Extrait du texte:
----------

Chaque minute en 2022 : 500 heures de vidéos étaient mises en ligne sur YouTube, plus de 100 000 heures ont été passées en meeting sur Zoom, près de 6 millions de recherches ont été faites sur Google d'après le 10e rapport annuel « Data never sleeps » de l'entreprise DOMO 14 . Cette quantité démesurée d'informations représente ce que nous appelons aujourd'hui le « big data » ou en bon français « mégadonnées ». En 2014, la Commission générale de terminologie et de néologie, en plus de proposer cette traduction, nous donne également cette définition : « Données structurées ou non dont le très grand volume requiert des outils d'analyse adaptés. » 15 . Cela implique donc que l'on parle certes d'une grande quantité d'informations, mais également de la manière dont elles sont traitées et si des conclusions peuvent en être tirées.

----------

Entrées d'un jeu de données
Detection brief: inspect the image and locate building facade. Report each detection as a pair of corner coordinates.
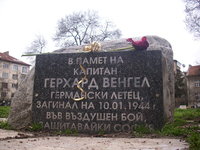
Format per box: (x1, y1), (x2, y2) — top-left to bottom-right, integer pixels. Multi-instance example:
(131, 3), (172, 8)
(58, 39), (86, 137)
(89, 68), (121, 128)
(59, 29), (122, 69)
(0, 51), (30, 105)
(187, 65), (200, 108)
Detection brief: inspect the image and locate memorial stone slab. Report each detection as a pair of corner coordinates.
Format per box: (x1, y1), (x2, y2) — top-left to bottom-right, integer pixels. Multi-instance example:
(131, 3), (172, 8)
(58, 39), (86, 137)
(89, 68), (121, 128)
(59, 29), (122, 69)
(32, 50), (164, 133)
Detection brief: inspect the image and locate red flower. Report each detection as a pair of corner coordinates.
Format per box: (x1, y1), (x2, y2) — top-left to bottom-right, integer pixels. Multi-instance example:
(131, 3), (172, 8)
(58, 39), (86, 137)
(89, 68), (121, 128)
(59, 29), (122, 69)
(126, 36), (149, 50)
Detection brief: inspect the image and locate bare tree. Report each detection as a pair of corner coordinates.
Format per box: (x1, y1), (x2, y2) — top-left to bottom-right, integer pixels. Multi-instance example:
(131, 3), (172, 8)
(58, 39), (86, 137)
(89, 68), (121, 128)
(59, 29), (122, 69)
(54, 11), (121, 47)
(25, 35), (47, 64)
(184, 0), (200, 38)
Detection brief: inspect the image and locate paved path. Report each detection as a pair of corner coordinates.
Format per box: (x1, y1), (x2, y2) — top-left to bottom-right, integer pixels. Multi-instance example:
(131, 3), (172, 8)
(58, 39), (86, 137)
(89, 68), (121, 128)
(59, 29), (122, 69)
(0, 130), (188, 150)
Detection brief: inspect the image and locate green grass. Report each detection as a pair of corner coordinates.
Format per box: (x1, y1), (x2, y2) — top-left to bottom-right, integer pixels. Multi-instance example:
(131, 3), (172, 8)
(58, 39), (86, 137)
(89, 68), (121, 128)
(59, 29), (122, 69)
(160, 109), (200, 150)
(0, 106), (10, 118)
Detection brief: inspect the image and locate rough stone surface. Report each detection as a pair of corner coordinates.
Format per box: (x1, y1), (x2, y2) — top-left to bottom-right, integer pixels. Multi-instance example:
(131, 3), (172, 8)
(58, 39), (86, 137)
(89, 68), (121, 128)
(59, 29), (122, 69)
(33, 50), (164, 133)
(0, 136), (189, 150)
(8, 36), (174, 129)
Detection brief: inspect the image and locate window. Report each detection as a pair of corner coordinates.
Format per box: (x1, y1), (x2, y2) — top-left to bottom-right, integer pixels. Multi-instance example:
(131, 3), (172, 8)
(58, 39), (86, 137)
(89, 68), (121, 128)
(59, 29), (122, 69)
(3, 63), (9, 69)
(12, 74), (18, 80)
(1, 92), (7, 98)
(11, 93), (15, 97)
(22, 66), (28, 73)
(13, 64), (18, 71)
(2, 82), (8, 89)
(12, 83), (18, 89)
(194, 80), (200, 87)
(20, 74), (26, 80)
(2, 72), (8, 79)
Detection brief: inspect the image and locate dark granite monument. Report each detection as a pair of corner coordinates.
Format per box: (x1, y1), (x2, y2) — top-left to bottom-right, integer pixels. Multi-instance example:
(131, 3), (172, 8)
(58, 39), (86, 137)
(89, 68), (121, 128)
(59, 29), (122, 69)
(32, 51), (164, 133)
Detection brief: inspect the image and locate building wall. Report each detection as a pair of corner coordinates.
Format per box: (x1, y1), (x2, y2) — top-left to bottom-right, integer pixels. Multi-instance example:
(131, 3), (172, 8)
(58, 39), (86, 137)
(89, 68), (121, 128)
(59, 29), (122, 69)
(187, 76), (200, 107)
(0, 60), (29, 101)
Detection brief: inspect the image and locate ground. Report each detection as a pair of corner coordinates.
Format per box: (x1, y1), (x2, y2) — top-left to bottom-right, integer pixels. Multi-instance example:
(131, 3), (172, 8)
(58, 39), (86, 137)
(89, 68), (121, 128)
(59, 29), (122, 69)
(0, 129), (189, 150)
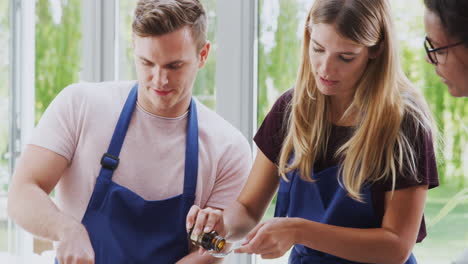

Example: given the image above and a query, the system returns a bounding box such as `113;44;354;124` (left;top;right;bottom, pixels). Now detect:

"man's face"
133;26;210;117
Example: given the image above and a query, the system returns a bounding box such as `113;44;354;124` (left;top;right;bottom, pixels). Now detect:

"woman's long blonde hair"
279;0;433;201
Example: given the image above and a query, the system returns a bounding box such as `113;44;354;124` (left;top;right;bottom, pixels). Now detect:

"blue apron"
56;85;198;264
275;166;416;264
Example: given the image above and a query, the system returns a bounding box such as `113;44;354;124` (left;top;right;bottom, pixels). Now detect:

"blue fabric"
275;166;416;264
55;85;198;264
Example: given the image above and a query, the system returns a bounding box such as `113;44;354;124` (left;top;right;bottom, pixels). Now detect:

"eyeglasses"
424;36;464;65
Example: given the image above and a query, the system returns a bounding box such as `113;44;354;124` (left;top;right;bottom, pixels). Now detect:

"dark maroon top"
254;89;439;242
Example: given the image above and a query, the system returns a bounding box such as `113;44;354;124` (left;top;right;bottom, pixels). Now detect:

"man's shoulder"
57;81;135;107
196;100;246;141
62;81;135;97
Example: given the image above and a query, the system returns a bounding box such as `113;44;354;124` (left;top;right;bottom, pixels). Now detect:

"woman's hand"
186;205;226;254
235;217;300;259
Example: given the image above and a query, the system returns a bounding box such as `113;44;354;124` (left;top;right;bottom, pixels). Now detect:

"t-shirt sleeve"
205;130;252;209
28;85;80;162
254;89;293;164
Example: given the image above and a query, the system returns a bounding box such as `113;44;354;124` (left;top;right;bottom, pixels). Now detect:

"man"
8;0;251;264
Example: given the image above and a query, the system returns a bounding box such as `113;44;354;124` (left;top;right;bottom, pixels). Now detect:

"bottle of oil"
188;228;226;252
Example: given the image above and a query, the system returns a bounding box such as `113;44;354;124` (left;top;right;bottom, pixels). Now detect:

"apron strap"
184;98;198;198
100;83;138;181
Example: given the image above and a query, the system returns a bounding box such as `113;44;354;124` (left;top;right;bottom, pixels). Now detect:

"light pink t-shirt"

----------

Exercice:
D'après le texte sur les mégadonnées, combien d'heures de vidéos étaient mises en ligne sur YouTube chaque minute en 2022 ?

Solution:
500 heures de vidéos.